(Data entries)
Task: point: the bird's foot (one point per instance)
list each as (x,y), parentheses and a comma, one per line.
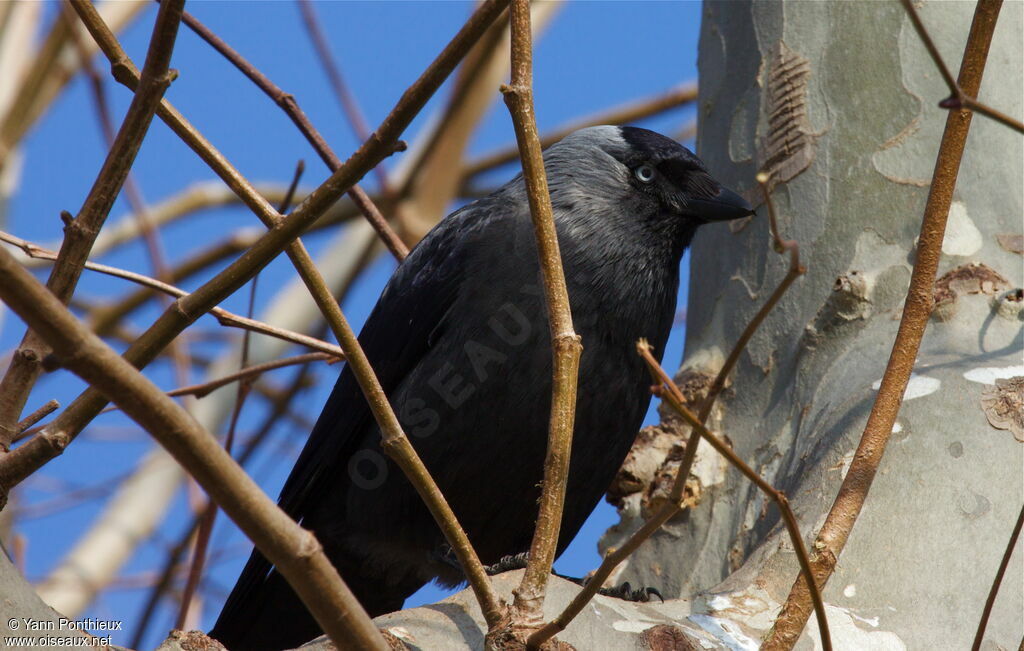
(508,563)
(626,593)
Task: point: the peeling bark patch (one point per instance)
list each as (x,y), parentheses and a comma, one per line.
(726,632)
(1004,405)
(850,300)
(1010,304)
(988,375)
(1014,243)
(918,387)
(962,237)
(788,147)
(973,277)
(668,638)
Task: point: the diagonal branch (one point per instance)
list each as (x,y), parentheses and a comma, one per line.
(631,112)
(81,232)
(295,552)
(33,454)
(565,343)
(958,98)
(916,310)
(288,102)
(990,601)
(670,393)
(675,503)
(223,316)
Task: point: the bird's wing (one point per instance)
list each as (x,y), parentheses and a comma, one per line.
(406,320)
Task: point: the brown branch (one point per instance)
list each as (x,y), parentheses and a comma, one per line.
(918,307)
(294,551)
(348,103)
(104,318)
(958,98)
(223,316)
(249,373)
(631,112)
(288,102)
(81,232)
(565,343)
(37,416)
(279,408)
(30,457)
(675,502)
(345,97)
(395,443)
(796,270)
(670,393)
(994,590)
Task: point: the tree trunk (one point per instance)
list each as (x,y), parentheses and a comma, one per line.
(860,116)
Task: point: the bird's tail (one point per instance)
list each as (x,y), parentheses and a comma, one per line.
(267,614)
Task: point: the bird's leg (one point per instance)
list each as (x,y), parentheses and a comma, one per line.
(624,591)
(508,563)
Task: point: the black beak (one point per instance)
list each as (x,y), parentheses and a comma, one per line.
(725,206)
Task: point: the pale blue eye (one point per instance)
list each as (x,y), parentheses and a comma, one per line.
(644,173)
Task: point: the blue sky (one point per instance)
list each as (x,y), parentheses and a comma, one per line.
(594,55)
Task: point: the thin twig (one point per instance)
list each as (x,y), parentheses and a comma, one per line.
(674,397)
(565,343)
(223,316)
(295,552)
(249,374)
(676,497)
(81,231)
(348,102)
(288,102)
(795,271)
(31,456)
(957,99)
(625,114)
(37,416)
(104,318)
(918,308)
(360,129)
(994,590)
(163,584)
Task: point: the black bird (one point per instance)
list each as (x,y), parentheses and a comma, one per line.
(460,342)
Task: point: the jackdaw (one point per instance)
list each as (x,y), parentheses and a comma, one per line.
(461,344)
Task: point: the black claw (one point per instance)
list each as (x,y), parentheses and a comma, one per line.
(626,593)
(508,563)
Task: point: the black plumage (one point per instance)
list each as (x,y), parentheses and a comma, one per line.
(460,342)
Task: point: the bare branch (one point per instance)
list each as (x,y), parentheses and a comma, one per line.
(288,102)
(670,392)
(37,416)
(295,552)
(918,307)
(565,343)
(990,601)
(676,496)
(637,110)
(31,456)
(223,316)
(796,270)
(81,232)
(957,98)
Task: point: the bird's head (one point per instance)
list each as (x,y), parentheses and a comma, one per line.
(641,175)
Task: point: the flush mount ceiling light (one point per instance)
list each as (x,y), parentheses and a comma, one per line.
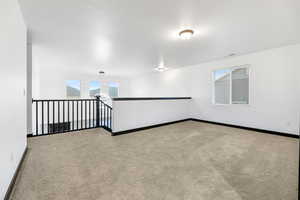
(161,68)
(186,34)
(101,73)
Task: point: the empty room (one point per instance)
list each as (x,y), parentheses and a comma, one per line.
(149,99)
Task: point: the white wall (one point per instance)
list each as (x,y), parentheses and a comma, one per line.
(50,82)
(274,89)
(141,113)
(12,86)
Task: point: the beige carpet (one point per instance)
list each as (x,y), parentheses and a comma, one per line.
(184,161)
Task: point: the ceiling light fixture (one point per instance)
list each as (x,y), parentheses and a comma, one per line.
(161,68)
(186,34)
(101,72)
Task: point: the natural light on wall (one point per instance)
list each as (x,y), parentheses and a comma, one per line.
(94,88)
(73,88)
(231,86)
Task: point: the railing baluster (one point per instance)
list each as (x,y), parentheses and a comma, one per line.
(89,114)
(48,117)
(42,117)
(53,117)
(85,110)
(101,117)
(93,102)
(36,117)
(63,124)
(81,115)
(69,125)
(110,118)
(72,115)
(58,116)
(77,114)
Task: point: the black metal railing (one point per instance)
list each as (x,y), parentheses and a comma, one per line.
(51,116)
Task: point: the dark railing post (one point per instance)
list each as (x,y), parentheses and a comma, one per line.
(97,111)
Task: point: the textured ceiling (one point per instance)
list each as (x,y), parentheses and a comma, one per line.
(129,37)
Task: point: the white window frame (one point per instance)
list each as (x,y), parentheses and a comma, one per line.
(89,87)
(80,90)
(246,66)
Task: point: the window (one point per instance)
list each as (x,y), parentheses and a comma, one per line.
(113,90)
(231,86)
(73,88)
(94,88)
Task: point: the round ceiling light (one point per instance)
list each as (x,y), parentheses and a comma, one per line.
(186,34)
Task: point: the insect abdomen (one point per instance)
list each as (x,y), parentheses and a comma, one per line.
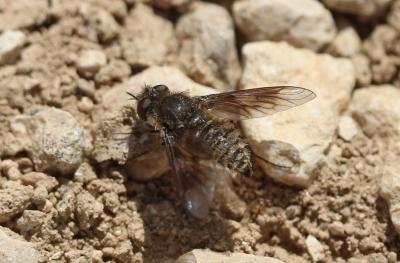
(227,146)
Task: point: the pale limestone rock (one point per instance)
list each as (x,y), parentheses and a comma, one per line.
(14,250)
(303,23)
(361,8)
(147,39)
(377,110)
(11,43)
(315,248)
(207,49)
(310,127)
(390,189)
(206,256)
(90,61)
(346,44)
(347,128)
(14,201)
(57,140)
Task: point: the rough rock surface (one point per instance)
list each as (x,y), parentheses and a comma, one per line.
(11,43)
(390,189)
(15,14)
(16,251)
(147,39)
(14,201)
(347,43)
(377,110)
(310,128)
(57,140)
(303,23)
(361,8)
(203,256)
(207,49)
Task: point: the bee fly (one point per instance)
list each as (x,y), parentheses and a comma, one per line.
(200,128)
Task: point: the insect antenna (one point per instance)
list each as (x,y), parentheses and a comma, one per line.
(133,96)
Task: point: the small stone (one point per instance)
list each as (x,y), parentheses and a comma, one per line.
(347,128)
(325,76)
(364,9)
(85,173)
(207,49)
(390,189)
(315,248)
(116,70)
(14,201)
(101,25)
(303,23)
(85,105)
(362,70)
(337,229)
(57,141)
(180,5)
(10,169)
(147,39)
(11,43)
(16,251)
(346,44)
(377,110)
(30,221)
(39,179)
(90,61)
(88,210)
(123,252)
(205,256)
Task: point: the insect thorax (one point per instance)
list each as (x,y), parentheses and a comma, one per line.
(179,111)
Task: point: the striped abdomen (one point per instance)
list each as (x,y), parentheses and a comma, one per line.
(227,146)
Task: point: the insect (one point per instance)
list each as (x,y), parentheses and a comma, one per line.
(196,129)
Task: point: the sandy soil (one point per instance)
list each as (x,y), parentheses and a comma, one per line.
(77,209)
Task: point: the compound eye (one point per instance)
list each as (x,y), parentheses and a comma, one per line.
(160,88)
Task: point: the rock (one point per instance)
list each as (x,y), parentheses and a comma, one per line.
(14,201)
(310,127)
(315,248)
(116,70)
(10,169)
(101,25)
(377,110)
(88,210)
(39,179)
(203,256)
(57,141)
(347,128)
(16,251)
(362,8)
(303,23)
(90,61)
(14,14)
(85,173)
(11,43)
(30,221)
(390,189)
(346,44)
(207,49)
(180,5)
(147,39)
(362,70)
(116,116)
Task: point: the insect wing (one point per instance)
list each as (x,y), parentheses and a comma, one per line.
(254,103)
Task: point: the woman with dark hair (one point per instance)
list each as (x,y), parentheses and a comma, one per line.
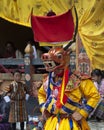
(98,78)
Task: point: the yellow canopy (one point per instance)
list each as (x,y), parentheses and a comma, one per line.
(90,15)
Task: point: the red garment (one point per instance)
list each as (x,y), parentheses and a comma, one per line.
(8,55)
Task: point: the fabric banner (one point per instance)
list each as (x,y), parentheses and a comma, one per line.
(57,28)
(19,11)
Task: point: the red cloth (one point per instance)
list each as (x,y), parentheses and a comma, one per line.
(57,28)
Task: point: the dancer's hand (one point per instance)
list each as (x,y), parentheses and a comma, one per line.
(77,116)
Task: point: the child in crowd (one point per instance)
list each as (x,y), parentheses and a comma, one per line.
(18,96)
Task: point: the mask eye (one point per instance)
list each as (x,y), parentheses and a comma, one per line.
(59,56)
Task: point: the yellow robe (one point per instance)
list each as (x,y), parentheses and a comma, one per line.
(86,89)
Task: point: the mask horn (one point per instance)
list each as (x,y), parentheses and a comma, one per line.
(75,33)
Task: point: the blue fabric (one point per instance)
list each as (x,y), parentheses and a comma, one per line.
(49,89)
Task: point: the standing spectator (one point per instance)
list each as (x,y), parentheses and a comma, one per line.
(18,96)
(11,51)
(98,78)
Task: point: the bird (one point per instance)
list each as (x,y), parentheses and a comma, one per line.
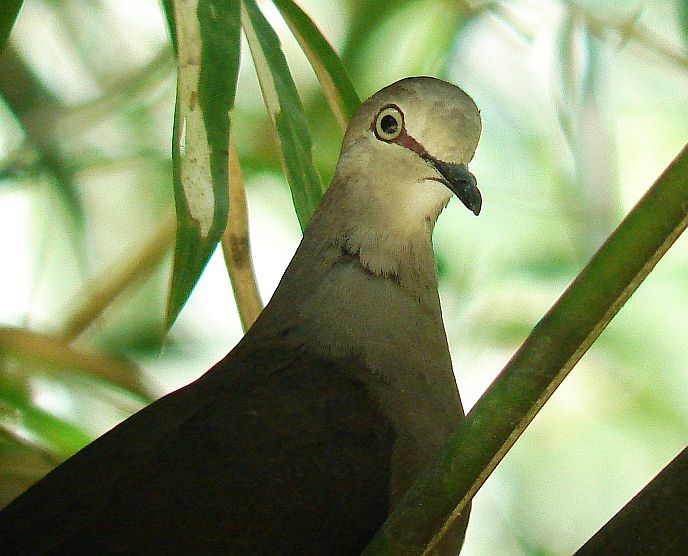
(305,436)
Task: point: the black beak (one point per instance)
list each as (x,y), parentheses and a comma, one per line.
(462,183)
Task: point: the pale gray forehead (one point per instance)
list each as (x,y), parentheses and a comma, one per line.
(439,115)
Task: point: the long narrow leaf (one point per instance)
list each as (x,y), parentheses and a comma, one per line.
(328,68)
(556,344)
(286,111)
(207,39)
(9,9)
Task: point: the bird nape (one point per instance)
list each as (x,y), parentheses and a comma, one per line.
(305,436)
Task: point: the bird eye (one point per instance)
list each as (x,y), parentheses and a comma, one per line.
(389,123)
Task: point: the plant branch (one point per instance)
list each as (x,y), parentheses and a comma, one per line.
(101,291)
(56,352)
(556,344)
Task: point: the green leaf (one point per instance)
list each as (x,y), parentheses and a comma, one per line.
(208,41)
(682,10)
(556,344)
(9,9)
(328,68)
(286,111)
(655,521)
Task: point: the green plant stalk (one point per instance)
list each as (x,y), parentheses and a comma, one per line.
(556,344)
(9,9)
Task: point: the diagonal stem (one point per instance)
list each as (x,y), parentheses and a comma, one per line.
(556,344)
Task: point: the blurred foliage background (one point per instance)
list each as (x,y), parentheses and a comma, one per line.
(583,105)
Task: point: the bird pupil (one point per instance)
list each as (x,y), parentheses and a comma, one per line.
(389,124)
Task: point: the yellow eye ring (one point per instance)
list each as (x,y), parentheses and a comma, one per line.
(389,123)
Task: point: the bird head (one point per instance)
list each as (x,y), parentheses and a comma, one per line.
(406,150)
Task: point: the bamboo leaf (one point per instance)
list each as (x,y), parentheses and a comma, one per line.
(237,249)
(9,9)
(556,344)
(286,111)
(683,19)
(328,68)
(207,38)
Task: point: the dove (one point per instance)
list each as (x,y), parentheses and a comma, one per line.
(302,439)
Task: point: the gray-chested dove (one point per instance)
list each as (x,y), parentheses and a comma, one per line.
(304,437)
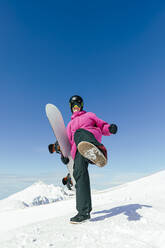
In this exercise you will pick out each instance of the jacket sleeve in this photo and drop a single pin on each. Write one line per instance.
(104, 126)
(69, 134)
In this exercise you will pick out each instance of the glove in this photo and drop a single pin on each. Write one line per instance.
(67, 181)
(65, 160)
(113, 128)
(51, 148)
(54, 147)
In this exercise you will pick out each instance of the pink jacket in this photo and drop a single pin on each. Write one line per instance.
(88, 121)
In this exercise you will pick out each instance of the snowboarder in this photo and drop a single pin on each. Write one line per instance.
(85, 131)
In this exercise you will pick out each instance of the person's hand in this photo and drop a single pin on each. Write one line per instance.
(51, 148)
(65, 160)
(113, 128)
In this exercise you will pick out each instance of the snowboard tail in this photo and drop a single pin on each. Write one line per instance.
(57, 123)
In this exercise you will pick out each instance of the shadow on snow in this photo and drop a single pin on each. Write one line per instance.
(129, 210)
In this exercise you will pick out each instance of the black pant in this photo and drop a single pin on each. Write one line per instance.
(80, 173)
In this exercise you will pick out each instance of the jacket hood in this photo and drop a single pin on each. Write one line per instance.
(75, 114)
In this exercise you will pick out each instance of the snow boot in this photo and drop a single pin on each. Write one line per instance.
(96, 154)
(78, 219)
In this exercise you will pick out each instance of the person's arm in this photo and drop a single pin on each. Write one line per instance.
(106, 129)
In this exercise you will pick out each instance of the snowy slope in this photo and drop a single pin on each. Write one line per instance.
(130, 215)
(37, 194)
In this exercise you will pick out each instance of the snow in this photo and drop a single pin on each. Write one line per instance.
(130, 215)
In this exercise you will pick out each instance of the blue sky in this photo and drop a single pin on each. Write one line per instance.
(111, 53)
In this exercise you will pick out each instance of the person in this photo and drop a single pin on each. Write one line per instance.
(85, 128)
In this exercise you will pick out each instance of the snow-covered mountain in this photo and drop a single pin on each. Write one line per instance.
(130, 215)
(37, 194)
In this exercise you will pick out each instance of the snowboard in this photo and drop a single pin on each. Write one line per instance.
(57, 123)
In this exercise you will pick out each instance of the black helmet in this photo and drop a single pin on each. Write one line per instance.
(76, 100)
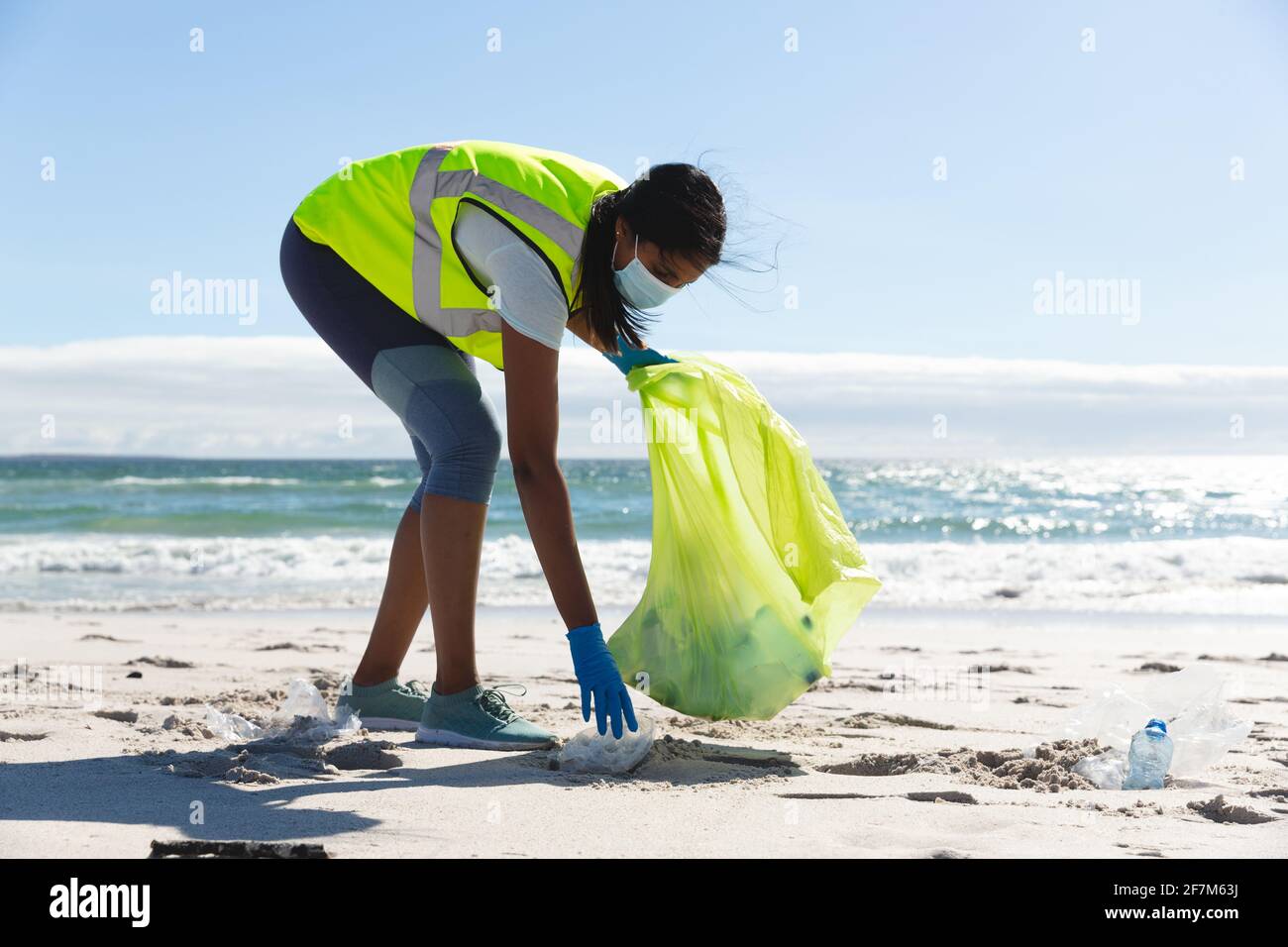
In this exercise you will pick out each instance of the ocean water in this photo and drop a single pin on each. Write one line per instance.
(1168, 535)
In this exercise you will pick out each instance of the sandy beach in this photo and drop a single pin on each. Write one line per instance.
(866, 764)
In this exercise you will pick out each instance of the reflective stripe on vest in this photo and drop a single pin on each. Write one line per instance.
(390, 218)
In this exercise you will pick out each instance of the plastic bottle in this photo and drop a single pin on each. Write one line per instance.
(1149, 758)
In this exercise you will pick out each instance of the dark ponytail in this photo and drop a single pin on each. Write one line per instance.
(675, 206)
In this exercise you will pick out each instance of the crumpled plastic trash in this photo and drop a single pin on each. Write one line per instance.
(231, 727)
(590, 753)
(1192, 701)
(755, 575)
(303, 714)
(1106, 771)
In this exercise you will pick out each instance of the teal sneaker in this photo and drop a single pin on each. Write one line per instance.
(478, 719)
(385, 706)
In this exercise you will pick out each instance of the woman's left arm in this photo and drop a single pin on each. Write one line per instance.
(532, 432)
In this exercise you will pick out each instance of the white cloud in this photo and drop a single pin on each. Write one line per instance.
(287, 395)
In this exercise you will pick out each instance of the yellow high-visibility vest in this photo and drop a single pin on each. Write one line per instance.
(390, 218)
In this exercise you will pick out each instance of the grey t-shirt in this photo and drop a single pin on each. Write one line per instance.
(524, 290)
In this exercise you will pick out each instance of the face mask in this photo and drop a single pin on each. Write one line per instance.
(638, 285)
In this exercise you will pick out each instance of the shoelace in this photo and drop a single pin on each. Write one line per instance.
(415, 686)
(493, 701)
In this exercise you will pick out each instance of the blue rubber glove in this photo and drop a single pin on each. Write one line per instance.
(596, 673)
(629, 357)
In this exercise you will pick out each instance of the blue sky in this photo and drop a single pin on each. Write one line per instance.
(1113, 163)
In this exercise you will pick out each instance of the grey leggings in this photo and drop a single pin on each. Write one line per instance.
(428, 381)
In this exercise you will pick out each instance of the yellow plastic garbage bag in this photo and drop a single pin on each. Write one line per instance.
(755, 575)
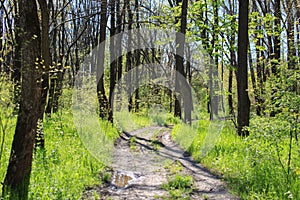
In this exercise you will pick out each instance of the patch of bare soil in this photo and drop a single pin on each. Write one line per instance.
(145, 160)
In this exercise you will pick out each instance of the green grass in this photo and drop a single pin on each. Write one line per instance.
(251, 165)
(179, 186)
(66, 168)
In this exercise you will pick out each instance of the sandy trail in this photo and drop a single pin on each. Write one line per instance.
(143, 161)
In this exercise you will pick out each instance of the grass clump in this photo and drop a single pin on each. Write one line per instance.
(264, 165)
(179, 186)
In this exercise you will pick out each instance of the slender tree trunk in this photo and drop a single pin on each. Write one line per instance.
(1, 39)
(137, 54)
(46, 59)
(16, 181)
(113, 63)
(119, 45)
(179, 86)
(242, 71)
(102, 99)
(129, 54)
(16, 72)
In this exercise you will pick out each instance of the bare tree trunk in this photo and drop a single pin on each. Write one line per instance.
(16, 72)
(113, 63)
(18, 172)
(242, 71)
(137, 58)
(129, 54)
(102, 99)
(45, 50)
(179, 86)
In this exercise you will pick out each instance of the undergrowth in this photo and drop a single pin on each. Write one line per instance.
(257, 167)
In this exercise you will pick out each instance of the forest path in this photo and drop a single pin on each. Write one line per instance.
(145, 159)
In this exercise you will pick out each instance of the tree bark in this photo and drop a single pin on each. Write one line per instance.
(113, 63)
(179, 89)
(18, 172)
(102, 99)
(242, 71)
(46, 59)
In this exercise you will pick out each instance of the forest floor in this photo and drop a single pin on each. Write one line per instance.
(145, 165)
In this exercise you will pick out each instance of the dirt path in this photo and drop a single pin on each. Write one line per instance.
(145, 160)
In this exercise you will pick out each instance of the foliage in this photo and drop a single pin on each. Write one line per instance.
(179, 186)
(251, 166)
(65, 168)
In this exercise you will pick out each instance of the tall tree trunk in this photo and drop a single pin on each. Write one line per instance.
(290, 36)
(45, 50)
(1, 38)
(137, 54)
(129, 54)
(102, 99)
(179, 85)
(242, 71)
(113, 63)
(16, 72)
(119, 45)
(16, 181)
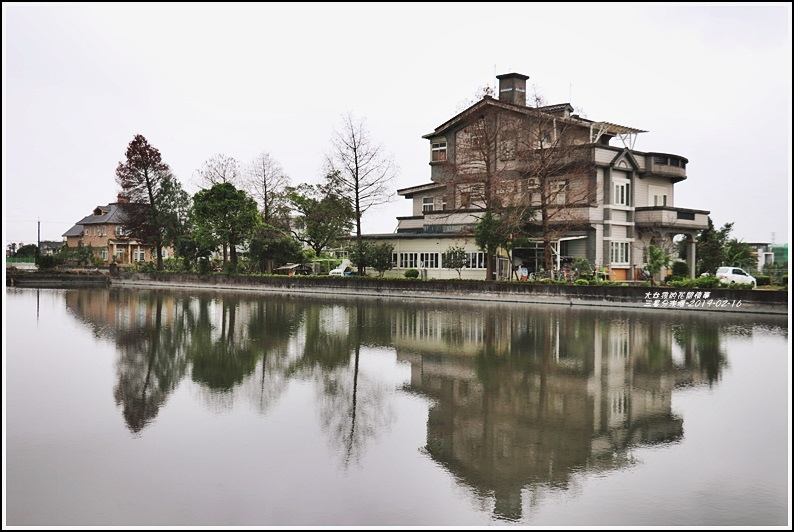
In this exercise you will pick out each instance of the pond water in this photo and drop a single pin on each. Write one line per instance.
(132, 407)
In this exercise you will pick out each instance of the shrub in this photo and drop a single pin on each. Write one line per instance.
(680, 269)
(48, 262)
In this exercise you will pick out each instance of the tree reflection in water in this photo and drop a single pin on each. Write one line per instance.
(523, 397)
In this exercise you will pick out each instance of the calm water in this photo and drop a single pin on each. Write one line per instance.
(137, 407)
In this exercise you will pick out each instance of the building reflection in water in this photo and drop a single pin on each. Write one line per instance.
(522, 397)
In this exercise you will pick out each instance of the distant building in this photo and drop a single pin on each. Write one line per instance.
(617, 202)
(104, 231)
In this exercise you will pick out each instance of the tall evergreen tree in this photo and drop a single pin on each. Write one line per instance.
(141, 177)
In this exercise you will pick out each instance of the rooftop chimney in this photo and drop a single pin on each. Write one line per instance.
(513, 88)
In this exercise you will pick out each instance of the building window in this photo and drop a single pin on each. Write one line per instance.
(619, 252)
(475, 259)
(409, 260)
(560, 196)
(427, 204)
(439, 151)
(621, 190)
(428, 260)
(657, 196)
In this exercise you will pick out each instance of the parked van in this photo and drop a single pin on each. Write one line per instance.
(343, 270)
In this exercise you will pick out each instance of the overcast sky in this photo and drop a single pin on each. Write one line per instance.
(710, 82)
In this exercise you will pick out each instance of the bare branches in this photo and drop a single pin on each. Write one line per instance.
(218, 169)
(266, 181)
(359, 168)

Challenge: Copy the material again from the line that contains "of the parked" through its last line, requests included, and shift every point coordinate up by 68.

In response:
In this exercise you will pick out each instance of the parked van in this photo and drop a single pin on each. Write one line per instance.
(411, 338)
In this exercise you will pick out each instance of the overcast sky in this photo and drop a single pin on each. Write one line per instance.
(778, 150)
In this exercise you will pick out each instance of the bare branches in this photo and drop a single pin on each. Write one line per instance.
(286, 237)
(334, 249)
(427, 236)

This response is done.